Of the records below, reproduce only the span that opens with the line containing "Target: white and blue checked cloth" and closes with the last line.

┄┄┄┄┄┄

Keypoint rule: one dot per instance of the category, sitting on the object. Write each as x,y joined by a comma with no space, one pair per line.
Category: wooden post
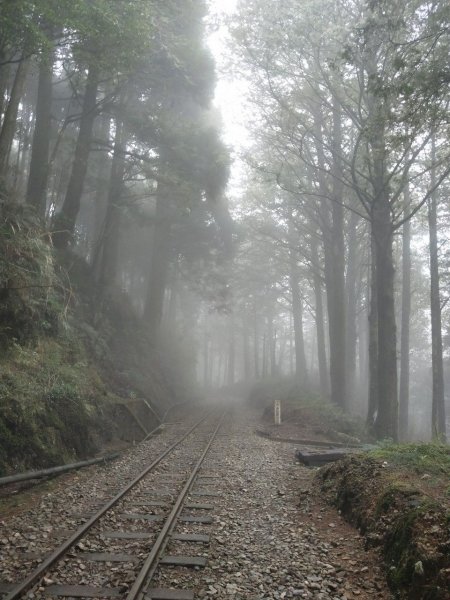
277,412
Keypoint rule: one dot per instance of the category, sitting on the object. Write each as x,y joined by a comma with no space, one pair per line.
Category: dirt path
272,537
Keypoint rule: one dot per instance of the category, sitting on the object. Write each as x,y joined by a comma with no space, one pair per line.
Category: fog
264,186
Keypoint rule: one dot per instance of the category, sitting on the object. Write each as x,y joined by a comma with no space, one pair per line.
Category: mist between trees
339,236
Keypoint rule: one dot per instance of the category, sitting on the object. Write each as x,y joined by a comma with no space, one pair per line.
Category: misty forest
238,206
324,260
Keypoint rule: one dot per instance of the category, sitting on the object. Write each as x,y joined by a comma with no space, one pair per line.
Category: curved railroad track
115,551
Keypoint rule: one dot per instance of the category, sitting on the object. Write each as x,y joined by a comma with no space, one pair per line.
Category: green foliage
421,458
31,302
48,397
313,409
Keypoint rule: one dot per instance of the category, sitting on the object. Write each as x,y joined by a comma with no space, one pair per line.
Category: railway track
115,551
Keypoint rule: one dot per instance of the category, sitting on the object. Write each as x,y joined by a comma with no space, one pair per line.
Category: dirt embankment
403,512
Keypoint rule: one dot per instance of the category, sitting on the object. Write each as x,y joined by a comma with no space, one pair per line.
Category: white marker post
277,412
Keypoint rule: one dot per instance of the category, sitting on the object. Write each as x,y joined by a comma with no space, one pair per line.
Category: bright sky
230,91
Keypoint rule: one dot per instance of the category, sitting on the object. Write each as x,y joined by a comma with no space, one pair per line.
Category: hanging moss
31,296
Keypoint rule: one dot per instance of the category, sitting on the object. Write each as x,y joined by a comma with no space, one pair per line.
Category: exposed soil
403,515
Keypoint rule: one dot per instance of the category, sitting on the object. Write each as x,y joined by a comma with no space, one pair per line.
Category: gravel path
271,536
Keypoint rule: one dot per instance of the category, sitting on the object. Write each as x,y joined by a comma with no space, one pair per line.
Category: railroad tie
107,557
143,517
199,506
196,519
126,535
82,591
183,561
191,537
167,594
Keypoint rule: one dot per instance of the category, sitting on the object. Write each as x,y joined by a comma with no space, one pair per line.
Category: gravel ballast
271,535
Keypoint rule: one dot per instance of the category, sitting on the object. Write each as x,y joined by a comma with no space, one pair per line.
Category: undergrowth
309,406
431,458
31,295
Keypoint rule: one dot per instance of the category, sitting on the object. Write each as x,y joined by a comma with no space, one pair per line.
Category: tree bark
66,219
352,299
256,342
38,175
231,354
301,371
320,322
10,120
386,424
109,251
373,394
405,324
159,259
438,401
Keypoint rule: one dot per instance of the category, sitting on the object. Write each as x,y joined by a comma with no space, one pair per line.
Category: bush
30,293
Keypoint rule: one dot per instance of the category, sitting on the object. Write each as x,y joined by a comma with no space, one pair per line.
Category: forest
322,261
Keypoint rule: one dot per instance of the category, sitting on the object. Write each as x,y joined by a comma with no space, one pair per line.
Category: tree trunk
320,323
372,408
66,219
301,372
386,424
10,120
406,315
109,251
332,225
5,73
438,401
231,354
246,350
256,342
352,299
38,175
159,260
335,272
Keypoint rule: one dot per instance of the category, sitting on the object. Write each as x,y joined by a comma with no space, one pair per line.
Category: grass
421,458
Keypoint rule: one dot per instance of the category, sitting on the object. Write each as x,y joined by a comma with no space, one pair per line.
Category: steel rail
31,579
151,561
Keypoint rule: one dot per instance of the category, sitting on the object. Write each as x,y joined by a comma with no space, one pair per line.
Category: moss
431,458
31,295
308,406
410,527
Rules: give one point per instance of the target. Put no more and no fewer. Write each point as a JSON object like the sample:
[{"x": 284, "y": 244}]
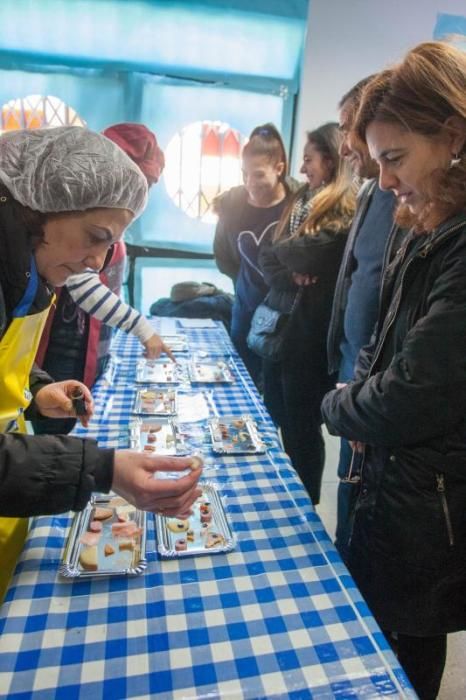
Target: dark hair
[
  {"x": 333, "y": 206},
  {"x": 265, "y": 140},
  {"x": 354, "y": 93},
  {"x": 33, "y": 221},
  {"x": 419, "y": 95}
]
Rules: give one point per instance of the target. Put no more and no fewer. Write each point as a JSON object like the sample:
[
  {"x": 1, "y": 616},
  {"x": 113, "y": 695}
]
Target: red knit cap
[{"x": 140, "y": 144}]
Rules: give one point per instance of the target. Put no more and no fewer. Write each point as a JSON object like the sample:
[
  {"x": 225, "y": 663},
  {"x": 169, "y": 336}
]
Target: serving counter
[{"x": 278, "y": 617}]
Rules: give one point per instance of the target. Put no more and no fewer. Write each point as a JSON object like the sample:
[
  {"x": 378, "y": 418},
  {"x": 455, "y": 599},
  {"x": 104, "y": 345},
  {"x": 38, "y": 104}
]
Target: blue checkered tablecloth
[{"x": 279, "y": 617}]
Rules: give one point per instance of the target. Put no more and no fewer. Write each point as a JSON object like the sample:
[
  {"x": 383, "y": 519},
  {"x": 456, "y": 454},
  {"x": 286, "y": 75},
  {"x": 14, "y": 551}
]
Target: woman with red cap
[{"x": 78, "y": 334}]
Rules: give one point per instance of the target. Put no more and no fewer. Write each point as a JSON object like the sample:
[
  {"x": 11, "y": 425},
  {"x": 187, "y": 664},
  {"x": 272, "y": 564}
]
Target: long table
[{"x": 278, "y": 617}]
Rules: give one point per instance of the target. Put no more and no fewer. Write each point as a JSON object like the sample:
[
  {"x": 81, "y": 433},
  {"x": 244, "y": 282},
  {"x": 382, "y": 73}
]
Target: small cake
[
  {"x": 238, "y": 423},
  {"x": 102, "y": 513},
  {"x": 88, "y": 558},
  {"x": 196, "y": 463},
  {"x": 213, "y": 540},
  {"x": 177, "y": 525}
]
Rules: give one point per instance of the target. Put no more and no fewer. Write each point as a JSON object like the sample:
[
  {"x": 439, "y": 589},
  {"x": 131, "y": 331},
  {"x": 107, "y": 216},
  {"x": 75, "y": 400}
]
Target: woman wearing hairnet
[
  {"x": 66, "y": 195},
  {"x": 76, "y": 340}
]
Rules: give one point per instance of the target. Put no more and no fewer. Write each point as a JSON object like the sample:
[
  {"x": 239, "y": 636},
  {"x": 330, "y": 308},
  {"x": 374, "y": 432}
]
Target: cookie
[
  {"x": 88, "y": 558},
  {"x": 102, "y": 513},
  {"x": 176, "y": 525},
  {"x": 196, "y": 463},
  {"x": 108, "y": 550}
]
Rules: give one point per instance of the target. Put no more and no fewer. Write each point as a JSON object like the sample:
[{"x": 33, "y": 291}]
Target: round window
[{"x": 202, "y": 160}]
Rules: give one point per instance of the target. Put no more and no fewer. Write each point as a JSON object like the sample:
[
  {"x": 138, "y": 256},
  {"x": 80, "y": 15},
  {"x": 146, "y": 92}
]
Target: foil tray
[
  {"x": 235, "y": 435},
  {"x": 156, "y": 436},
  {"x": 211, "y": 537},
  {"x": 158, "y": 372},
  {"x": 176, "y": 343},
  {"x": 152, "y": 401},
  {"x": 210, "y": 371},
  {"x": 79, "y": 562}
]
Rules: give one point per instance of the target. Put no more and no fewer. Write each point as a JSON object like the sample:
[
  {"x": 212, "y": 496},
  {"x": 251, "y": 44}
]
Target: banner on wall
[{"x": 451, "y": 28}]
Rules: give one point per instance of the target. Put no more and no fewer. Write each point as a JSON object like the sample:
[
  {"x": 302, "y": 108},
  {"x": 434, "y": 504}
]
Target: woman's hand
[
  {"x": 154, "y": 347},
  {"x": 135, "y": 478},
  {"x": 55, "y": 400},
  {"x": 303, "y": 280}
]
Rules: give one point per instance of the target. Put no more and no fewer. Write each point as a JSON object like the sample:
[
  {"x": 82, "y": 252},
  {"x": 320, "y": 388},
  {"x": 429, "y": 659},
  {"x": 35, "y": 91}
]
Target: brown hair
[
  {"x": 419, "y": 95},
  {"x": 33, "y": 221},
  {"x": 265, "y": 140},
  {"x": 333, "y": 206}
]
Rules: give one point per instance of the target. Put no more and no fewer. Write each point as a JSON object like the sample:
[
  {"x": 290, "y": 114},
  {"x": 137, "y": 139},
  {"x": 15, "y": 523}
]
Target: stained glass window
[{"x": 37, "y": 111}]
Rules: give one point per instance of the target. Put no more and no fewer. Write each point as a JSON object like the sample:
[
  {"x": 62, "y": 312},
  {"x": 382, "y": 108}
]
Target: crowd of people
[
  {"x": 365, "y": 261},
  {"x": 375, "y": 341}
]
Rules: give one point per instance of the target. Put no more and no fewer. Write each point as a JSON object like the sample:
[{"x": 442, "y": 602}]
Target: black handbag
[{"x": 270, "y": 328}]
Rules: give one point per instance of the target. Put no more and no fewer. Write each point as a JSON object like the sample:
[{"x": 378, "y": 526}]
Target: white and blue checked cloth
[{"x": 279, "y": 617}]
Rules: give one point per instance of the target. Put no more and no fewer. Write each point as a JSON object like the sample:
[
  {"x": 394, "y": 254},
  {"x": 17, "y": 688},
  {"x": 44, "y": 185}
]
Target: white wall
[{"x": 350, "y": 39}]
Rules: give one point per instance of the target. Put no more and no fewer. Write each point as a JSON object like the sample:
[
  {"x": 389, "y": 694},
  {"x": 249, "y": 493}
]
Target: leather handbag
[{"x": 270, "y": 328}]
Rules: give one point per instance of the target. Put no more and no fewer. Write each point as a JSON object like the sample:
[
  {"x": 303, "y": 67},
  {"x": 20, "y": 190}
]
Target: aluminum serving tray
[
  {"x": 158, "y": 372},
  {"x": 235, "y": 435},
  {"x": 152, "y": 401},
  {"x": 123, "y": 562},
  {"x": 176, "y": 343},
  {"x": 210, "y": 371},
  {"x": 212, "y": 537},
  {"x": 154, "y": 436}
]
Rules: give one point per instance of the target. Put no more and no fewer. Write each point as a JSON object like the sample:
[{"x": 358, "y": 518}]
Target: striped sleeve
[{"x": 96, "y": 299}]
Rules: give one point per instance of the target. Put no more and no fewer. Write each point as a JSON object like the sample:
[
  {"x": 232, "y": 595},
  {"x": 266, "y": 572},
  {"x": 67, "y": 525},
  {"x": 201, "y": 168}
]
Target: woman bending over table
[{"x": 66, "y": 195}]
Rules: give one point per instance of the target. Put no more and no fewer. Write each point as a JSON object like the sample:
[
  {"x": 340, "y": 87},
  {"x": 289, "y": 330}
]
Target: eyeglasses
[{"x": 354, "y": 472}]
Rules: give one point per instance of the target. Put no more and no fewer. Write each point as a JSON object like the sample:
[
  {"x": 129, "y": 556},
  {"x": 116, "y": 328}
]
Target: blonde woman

┄┄┄┄┄┄

SOLVED PROBLEM:
Target: white and blue checked cloth
[{"x": 279, "y": 617}]
Rules: give one point per instance of the target. Put no more and no fewer. Write each point as a JSON object like the sample:
[
  {"x": 394, "y": 254},
  {"x": 17, "y": 688},
  {"x": 44, "y": 185}
]
Target: white wall
[{"x": 350, "y": 39}]
Rules: give one point per instance of the target. Put no more and no fewer. Write each point as a JSON object like the sample:
[
  {"x": 389, "y": 694},
  {"x": 249, "y": 493}
]
Target: leather handbag
[{"x": 270, "y": 328}]
Rules: give one point per instance of the target. Put no more and no fewer. Write each point as a JSON object like the sample:
[
  {"x": 303, "y": 67},
  {"x": 20, "y": 190}
]
Target: aluminum serving tray
[
  {"x": 158, "y": 372},
  {"x": 235, "y": 435},
  {"x": 152, "y": 401},
  {"x": 123, "y": 562},
  {"x": 176, "y": 343},
  {"x": 210, "y": 371},
  {"x": 212, "y": 537},
  {"x": 154, "y": 436}
]
Rules: give one point per instance of the target. Put no more and no fewer. Write each point as a JSON object like the sample:
[{"x": 358, "y": 518}]
Target: striped sleeve
[{"x": 96, "y": 299}]
Rules: give one point per instance of the target. Put no more and no fewer. Write each point as a JSON object like the sample:
[
  {"x": 232, "y": 595},
  {"x": 266, "y": 572},
  {"x": 67, "y": 525},
  {"x": 201, "y": 168}
]
Target: woman bending over table
[{"x": 66, "y": 195}]
Rules: give one point per instance of the target. Put no more and no fewer. Write each point as a JSON object like the sample:
[
  {"x": 340, "y": 87},
  {"x": 289, "y": 330}
]
Target: eyeglasses
[{"x": 354, "y": 472}]
Rules: give one point per instance of the target. Put no more and no fewer. Write each point as a JSON object like the sample:
[
  {"x": 129, "y": 556},
  {"x": 116, "y": 328}
]
Target: blonde woman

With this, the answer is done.